** To do **
What you return must be exactly the lines running from the one with "positive clicks: (402, 351)" to the end of the data below, inclusive, and nothing more.

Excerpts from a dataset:
━━━━━━━━━━━━━━━━━━━━━━━━━━━━━━
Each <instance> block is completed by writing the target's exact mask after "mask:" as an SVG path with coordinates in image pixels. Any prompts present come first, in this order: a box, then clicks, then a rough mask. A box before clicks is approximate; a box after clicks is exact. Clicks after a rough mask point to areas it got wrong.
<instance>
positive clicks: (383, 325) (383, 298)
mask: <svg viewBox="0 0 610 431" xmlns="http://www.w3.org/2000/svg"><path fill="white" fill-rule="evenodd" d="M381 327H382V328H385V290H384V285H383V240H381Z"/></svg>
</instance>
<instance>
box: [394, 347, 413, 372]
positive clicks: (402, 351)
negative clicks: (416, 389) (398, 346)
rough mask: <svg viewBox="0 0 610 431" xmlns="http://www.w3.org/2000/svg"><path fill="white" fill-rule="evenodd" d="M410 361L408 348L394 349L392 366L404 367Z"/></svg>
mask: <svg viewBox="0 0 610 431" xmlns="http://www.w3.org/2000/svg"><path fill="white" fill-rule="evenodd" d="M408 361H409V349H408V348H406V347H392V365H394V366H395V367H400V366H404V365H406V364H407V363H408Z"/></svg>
━━━━━━━━━━━━━━━━━━━━━━━━━━━━━━
** Answer for this exercise **
positive clicks: (402, 351)
negative clicks: (416, 389) (398, 346)
rough mask: <svg viewBox="0 0 610 431" xmlns="http://www.w3.org/2000/svg"><path fill="white" fill-rule="evenodd" d="M410 361L408 348L394 349L392 366L404 367Z"/></svg>
mask: <svg viewBox="0 0 610 431" xmlns="http://www.w3.org/2000/svg"><path fill="white" fill-rule="evenodd" d="M408 361H409V349H408V348H406V347H392V365H394V366H395V367H400V366H404V365H406V364H407V363H408Z"/></svg>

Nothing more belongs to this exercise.